REQUIREMENT:
Rewrite every row with "Player-spacing review" swapped out for "Point-placement check", keeping everything else unchanged.

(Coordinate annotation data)

┄┄┄┄┄┄┄┄┄┄┄┄┄┄┄┄┄┄┄┄

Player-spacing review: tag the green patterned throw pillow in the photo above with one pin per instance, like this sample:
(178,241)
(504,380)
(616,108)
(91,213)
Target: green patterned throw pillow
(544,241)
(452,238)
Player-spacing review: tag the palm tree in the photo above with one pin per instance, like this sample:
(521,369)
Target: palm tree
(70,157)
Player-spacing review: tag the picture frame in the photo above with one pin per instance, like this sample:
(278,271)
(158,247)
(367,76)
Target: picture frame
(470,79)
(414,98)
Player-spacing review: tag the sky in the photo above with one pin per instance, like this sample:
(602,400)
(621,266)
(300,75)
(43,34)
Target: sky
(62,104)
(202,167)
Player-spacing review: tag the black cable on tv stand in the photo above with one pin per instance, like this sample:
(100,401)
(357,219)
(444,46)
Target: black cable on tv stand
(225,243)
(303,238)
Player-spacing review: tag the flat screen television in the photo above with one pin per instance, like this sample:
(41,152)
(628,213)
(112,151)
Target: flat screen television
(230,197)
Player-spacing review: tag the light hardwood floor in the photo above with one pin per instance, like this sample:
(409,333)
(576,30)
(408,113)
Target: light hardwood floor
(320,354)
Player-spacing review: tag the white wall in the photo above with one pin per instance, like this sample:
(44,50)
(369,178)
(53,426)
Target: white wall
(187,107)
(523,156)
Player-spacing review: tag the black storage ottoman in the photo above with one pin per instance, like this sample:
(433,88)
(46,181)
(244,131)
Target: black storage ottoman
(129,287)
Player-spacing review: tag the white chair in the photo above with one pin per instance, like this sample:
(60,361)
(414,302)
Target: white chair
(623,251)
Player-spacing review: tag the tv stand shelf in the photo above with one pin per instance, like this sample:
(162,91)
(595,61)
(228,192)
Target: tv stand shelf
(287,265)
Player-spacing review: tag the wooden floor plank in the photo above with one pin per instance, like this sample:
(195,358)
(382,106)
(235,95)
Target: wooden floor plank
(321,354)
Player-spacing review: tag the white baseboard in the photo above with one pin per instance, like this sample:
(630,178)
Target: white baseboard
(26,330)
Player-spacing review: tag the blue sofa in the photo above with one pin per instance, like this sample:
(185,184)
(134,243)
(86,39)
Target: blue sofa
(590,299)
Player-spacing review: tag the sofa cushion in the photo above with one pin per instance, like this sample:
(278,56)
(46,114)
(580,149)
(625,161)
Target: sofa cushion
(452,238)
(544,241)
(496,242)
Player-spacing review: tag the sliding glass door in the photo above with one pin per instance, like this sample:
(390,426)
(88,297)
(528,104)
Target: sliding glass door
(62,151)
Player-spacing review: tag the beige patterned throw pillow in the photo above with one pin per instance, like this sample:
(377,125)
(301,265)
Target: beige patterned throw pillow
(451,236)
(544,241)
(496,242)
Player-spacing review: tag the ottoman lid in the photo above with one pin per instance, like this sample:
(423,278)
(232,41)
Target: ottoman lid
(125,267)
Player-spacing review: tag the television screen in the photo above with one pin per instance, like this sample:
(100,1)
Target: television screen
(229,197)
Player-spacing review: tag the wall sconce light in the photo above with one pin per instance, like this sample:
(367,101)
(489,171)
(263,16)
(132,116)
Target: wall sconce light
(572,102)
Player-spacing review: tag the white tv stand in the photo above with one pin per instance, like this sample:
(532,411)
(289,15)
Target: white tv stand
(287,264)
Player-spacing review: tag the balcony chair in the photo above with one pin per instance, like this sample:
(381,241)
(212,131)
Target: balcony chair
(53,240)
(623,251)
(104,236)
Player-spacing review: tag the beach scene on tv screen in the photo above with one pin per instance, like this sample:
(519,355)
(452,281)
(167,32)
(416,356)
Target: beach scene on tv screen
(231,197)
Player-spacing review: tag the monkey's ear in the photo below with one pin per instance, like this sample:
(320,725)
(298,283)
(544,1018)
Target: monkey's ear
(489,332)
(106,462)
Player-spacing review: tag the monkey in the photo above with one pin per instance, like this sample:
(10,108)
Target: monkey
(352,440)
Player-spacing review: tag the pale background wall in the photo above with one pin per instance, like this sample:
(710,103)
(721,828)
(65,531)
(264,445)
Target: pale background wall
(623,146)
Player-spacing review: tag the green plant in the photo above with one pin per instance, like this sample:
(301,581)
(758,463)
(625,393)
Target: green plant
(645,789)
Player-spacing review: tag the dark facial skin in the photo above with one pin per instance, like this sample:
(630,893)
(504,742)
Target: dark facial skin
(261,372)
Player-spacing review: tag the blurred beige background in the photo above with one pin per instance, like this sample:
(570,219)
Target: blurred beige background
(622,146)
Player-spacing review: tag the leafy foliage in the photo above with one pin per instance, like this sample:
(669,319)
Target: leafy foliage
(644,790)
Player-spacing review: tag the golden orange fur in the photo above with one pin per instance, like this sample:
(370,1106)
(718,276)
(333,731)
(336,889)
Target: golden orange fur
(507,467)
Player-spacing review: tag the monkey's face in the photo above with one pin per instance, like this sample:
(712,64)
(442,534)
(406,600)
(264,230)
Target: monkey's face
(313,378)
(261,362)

┄┄┄┄┄┄┄┄┄┄┄┄┄┄┄┄┄┄┄┄

WRITTEN ANSWER:
Point-placement check: tag the green patterned throw pillow in the photo above with one pin per instance, like this sample:
(178,241)
(504,380)
(616,108)
(91,213)
Target: green patterned throw pillow
(544,241)
(452,238)
Point-placement check: tag the palm tree in the photo above with one pin per instance, like this sample:
(521,369)
Target: palm tree
(70,157)
Point-placement check: tag the picture frame in the photo above with one pin per instance, like this sample:
(278,271)
(158,247)
(367,76)
Target: picture frame
(470,79)
(414,98)
Point-placement check: tag the sky in the photo above with one pin per instance, like this sample:
(602,400)
(621,266)
(300,75)
(43,34)
Target: sky
(62,104)
(202,167)
Point-placement check: tag the black cable on tv stand in the photo above with one pin per instance, like this sample:
(100,401)
(357,219)
(444,46)
Target: black cable on tv stand
(225,243)
(303,238)
Point-placement check: tag the flat screen television in the photo above with one pin per instance, like this sample:
(41,152)
(628,213)
(112,151)
Target: flat screen television
(230,197)
Point-placement check: tag the light hardwood floor in the photo above with one pin per instance, like this sample:
(409,333)
(576,30)
(408,113)
Target: light hardwood floor
(320,354)
Point-placement check: tag the white wall in the photo above with one pin per instance, like this sample:
(44,50)
(369,178)
(53,426)
Target: white wall
(187,107)
(523,156)
Point-placement check: tag the black storage ottoman in the photo above with one pin per instance, like this sample:
(433,88)
(46,181)
(244,131)
Target: black storage ottoman
(129,287)
Point-placement check: tag the white chair in the photo above with one pin per instance, like this sample:
(60,361)
(414,302)
Target: white chair
(623,251)
Point-placement check: tag the tv stand shelf in the photo above with one pin per instance, like this sample:
(162,91)
(595,61)
(228,192)
Target: tv stand shelf
(287,265)
Point-placement check: tag the wooden floor plank in the photo above with one pin per instance, like this sample:
(195,358)
(382,106)
(235,95)
Target: wooden floor plank
(321,354)
Point-placement check: tag the white baseboard in the photo above with one pin per instance, like this sample:
(630,178)
Target: white baseboard
(26,330)
Point-placement check: tag the blue sofa in the photo above with one pin per instance, like this sample:
(185,184)
(134,243)
(86,39)
Target: blue sofa
(590,299)
Point-placement check: tag the sofa cushion in the photo above with one pin per instance, like this sample:
(278,56)
(46,114)
(580,149)
(625,161)
Target: sofa cushion
(452,238)
(544,241)
(496,242)
Point-placement check: tag the sliding glass door in the photo above with one pin per instance, like this sample:
(390,426)
(88,297)
(528,104)
Target: sliding glass door
(62,151)
Point-placement check: tag the beige patterned throw pillow in the photo above with one pin per instance, like this sample:
(377,125)
(301,265)
Target: beige patterned throw pillow
(451,236)
(544,241)
(496,242)
Point-placement check: tag the ottoman lid in the photo above with one pin per instance, like this sample:
(423,278)
(232,41)
Target: ottoman lid
(125,267)
Point-placement check: tag the television screen in the photo above with one pin per instance, like this sample:
(100,1)
Target: television screen
(229,197)
Point-placement check: tag the wall sconce light in the photo above with one pin per instance, like this sample:
(367,101)
(489,171)
(263,16)
(132,116)
Target: wall sconce light
(572,102)
Point-placement check: tag the white tv stand in the photo above with one pin per instance, like this sample:
(532,411)
(289,15)
Target: white tv stand
(287,264)
Point-placement check: tag the balcony chair in the photo above with one pin per instance, like this sample:
(381,241)
(212,131)
Target: balcony chair
(53,240)
(623,251)
(104,236)
Point-placement check: tag the beach scene on tv screen in the photo above with one pin per instance, like this sample:
(519,355)
(452,281)
(167,32)
(416,356)
Target: beach scene on tv screen
(231,197)
Point-placement check: tag the monkey's ear in the photo below with one pin per instance, like this sample:
(320,725)
(298,283)
(544,1018)
Target: monkey's ear
(489,332)
(106,462)
Point-placement check: tag the monkey in the photo above with one pin per instance, like this sample:
(10,108)
Target: monkey
(352,440)
Point-placement check: tag the pale background wall in the photo above with one pin per instance, like this sample:
(710,103)
(721,828)
(65,531)
(264,445)
Target: pale background wall
(623,146)
Point-placement check: tag the green plant in the photo above with one pin per instance, like this sample:
(301,581)
(758,463)
(625,393)
Target: green plant
(645,789)
Point-placement check: tag the dark facial skin in the photo above with one pin per instance, like this sample:
(630,893)
(504,742)
Target: dark facial skin
(261,372)
Point-placement check: tag the blurred beige background in the photo above with one pin per instance, like this sample:
(570,219)
Target: blurred beige background
(622,146)
Point-placement check: tag the leafy foliage in the photo above with one pin per instance, like this sample:
(669,319)
Target: leafy foliage
(644,790)
Point-placement check: tag the golden orange fur in the photo above with one pin per instance, like this sample:
(370,1106)
(718,276)
(333,731)
(336,889)
Target: golden orange fur
(507,467)
Point-placement check: tag the monkey's face in the photo above with one pin per instance, like this sample:
(712,64)
(442,534)
(406,600)
(264,230)
Target: monkey's face
(313,378)
(261,362)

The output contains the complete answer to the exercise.